### Given text
═══
A few summers ago I came out of the Sixtymile Goldfields here in the Yukon as broke as I could be. I'd been working for some gold miners on a percentage basis. The company didn't turn up any gold in the sluice box and all our work was in vain. Ten percent of nothing is nothing.
So, in Dawson City one hot afternoon in August, I bumped into Tony Fritz, the oldest cabdriver in Canada.
"Zam!" he says, "I bane looking all ovah fa you! Two Englishmen, they vant to go goltpannink--undt Zam, they are rich!"
I met up with the Englishmen in the Downtown Hotel. Right out of Charles Dickens they were: old, baby-faced, pearshaped, excited.
"Well," I said, "I'll take you down along the Stewart River and we'll camp overnight. You're guaranteed some gold; depends on how hard you work. Have you got some gold pans? And how about a gun?"
"Gun!! Whatever for?"
"Bears. Maybe a mad moose. Or a pack of hungry wolves".
They looked at each other like delighted children.
"How much do you charge?"
"A fill-up of gas each way; a full-course meal everytime we go past the Klondike River Lodge; and one hundred dollars." We shook hands on the deal. Next morning, I picked them up at the hotel with their stuff. I was not impressed with their equipment. They had two little gold pans ( the type sold in souvenir shops), two pairs of thin, white cotton gloves, two paper bags of bread and cookies, and a big thermos of tea. Turtleneck sweaters, funny little caps, and nonstop gabbing about their extensive experience in the tough spots of the world--yes, I knew I was in for a couple of rough days.
═══
### Goal A
Answer these questions from the gold-panning story:
(i) What does the story say about Tony Fritz?
(ii) In which hotel did the narrator meet the Englishmen?
(iii) How many dollars did the narrator charge, on top of gas and meals?
The rows that come next have nothing to do with the gold-panning story.
═══
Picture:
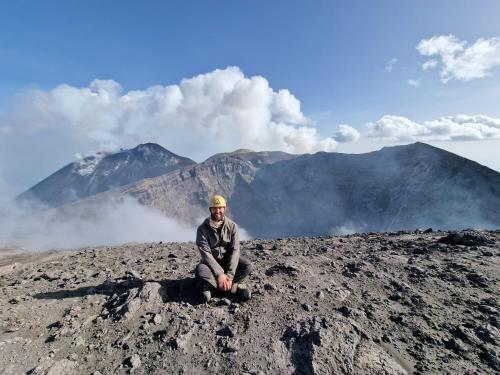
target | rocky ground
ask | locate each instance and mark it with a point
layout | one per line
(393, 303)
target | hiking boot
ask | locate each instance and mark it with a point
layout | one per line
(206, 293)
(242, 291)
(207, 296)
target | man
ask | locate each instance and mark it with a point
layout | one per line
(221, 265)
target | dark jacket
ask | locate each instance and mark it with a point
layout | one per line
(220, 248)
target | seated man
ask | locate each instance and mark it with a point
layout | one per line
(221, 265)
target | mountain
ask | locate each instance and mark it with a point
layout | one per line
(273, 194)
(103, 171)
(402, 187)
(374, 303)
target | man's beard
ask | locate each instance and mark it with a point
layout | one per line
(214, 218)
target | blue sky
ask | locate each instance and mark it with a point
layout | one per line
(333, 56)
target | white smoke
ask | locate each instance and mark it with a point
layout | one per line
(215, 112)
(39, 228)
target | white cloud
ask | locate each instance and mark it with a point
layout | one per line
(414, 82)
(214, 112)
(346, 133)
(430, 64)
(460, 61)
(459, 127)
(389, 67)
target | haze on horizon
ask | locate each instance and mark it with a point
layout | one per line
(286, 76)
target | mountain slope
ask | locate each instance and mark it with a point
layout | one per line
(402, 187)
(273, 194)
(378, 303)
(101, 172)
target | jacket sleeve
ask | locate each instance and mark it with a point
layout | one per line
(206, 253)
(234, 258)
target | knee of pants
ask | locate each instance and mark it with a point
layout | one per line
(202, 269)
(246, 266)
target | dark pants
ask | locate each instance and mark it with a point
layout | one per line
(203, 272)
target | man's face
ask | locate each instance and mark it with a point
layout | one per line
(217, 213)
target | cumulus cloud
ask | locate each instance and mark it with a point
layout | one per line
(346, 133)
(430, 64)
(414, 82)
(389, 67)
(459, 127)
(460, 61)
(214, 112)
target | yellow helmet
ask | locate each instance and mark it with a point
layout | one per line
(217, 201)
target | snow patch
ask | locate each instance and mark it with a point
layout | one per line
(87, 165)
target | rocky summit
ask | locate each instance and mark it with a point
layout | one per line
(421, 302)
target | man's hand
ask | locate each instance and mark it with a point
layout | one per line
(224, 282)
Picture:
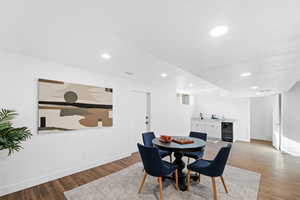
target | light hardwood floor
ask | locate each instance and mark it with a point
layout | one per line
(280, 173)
═══
### Goal B
In the rows, from the line with "target | mountain slope" up to and including the last line of the rows, swap "instance" for "occurrence" and leave everything else unchanged. Give back only those lines, and leave the pictures out.

### Written response A
(i) He is the oldest cabdriver in Canada.
(ii) The Downtown Hotel.
(iii) One hundred dollars.

### Written response B
target | mountain slope
ask | locate each occurrence and mark it with a point
layout | one per line
(402, 187)
(273, 194)
(378, 303)
(101, 172)
target | jacket sleeve
ask | locate each occurrence and mark it with a point
layout | one per line
(206, 253)
(234, 258)
target | knee of pants
ask | locate each occurrence and mark it with a point
layout | one per line
(202, 269)
(246, 266)
target | dark pants
ask | locate each occurrence and mark it with a point
layout | one per line
(203, 272)
target | man's face
ask | locate each occurrence and mark it with a point
layout | one per line
(217, 213)
target | cumulus cloud
ask | locate each occurrence and mark it with a point
layout | one per line
(346, 133)
(430, 64)
(414, 82)
(389, 67)
(459, 127)
(460, 61)
(214, 112)
target | yellow helmet
ask | locate each occurrence and mark it with a point
layout | one per line
(217, 201)
target | snow patch
ask | locate each occurrence and mark it with a point
layout | one per line
(87, 165)
target | rocky summit
ask | locate each occurrence and mark it with a point
layout | one per line
(421, 302)
target | man's hand
ask | locate each occurrence and mark it with a point
layout | one per line
(224, 282)
Picture:
target | light hardwood floor
ask | locate each occurrence and mark it with a point
layout | one per line
(280, 173)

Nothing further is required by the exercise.